_Задания_
(a) В каком году, согласно отрывку, началось строительство стен Константинополя?
(b) Пожалуйста, оформите в виде нумерованного списка строки перечня: всё от строки со словами "Accessibility service: describe the location of camouflage" до строки со словами "899,452 -> 1044,587", включая обе, без пустых строк.

_Отрывок_
По истечении этих трех дней Аларих двинулся дальше на юг, намереваясь раз и навсегда разделаться с Ираклием и спасти Италию от голода; однако в Козенце у него внезапно началась сильнейшая лихорадка, и через несколько дней он умер. Ему было всего сорок лет. Его сподвижники донесли тело до реки Бузенто, перегородили реку дамбой и похоронили своего вождя в ее сухом русле. Потом дамбу разрушили, и хлынувшая вода накрыла собой могилу.
Несомненно, невозможно забыть первое впечатление, которое производят стены Константинополя. Они начинаются примерно в четырех милях (6,4 км) от Мраморного моря, заканчиваются у верхней части Золотого Рога, защищают город со стороны суши и до сих пор известны как Феодосиевы стены – в честь Феодосия II, в чье царствование они были возведены. Однако на самом деле Феодосию принадлежит лишь малая доля этой чести. Строительство стен началось в 413 году, когда он был двенадцатилетним мальчиком, а проектированием и возведением стен занимался префект претория Антемий, который в то время был его опекуном и фактическим регентом на Востоке. Антемий стал первым высокопоставленным мирянином в Константинополе со времен Феодосия Великого; способность к управлению сочеталась в нем с высокими идеалами, но он пробыл на своем посту недолго. После 414 года он исчез, а невидимой властью во дворце вместо него стала сестра императора Пульхерия. С ней начался период длиной 36 лет (остаток правления ее брата), во время которого фактически вся действующая власть сосредоточилась в женских руках.
Пульхерия родилась на два года раньше Феодосия, так что ей едва исполнилось пятнадцать, когда ее провозгласили августой, и она приняла бразды правления. Должно быть, к тому времени уже было ясно, что ее брат правит ненамного лучше Аркадия. Сама она обладала силой и решимостью и любила власть ради нее самой; кроме того, Пульхерия отличалась чрезвычайной набожностью. Под ее влиянием две младших сестры стали проявлять сходные склонности. Говорят, что атмосфера во дворце чаще напоминала монастырь, а не императорский двор; повсюду толпились священники и монахи, а принцессы-девы вышивали покровы для их алтарей под пение псалмов и бормотание молитв. Люди с некоторой грустью отмечали, насколько разительно все это отличалось от времен Евдоксии.

_Перечень к заданию_
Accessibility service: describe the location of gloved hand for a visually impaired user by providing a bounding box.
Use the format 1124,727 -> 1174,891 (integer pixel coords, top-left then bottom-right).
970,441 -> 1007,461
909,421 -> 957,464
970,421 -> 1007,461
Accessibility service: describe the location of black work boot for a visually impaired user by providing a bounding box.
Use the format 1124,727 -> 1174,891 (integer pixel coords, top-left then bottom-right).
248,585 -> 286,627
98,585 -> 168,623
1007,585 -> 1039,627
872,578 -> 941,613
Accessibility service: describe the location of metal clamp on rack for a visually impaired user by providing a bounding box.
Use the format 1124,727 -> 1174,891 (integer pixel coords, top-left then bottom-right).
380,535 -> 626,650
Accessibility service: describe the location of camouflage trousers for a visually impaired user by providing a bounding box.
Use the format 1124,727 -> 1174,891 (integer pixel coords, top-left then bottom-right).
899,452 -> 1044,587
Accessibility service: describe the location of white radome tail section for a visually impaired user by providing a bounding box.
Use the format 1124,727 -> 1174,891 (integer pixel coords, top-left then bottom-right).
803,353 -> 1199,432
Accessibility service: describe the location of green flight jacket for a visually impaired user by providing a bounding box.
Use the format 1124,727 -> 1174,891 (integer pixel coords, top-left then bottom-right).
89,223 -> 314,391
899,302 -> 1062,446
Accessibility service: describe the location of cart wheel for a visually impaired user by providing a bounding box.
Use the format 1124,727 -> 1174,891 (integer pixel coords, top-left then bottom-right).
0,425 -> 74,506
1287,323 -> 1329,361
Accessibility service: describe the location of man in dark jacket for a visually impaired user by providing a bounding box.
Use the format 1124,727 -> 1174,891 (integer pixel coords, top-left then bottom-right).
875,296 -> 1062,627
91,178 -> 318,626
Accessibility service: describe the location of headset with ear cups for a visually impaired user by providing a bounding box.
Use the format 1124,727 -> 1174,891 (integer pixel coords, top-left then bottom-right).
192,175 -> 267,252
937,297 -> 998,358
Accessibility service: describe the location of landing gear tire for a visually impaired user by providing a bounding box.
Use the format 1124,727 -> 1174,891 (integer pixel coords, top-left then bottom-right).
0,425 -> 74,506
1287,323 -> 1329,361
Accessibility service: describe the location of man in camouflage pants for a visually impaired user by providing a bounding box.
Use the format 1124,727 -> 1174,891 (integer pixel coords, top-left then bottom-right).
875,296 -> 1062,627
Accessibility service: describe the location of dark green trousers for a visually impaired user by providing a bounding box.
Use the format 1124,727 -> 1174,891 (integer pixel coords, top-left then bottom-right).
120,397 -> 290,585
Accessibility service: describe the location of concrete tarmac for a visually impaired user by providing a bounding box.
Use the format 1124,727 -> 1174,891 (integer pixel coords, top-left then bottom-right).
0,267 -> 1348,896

_Ответы по порядку_
(a) В 413 году.

(b)
1. Accessibility service: describe the location of camouflage trousers for a visually impaired user by providing a bounding box.
2. Use the format 1124,727 -> 1174,891 (integer pixel coords, top-left then bottom-right).
3. 899,452 -> 1044,587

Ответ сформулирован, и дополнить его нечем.